Stated task:
From the entries below, copy out word for word the section that begins with the line containing "Expected: for each instance of the sheet" and ends with the line containing "x=163 y=186". Include both boundary lines and nothing outside them.

Data:

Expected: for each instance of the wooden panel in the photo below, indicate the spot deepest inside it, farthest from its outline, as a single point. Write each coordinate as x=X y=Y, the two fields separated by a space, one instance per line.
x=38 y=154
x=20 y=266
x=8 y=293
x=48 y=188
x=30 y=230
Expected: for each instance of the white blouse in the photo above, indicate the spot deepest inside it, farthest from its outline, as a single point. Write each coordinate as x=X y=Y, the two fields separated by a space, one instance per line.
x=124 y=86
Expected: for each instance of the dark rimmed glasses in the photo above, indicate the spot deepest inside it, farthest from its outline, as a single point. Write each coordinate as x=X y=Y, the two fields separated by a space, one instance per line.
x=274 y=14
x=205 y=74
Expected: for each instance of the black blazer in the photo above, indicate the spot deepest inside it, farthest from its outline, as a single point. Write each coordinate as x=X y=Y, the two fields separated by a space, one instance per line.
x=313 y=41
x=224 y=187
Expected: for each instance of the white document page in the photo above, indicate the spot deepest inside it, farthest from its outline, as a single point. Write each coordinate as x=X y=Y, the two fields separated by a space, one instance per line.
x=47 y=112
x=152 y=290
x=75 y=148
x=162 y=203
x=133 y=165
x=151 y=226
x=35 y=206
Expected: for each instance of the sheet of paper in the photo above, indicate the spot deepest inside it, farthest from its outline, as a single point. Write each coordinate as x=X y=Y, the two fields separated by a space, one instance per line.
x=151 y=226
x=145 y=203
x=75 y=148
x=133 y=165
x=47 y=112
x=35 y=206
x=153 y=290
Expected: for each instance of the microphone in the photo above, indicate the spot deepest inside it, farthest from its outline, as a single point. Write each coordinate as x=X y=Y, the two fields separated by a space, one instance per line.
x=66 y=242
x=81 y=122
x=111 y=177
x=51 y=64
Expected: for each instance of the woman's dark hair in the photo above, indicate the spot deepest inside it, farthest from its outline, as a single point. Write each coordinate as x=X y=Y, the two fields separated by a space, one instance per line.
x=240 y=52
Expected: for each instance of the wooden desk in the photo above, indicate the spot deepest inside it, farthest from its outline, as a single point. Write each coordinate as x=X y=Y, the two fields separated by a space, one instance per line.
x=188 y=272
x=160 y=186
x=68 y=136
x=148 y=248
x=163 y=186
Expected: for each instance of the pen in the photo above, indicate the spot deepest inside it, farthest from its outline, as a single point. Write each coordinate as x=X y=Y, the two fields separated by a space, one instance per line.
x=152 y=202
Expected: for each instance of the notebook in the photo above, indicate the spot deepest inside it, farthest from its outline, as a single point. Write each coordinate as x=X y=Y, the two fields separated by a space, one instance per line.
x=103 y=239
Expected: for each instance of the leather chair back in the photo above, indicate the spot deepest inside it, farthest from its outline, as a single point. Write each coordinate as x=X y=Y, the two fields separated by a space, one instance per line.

Task result:
Expected: for each instance of the sheet of paper in the photo above, indicate the spot deepest inside it, farthest from its outline, as a single point. Write each coordinate as x=X y=Y, the two fields separated by a space, one instance per line.
x=151 y=226
x=145 y=203
x=75 y=148
x=133 y=165
x=47 y=112
x=35 y=206
x=153 y=290
Expected: for each instance of the microphone in the photo above, indicate the spot deepest inside it, farthest from its outline, as a single point. Write each coordinate as x=X y=Y, the two fields separated by a space, one instance per line.
x=66 y=242
x=81 y=122
x=111 y=177
x=51 y=64
Expected: for each instance of the woman's dark hair in the photo above, indicate the spot deepest inside it, farthest from its outline, as a single point. Write each coordinate as x=X y=Y, the two fields separated by a space, one instance per line.
x=240 y=52
Expected: for each instance of the wooden desk in the photo above, indicate the spot deepest inside it, farthest from its outline, as a single point. Write each coordinate as x=X y=Y, the two fields separated by a space, one instance per line.
x=188 y=272
x=160 y=186
x=68 y=136
x=148 y=248
x=163 y=186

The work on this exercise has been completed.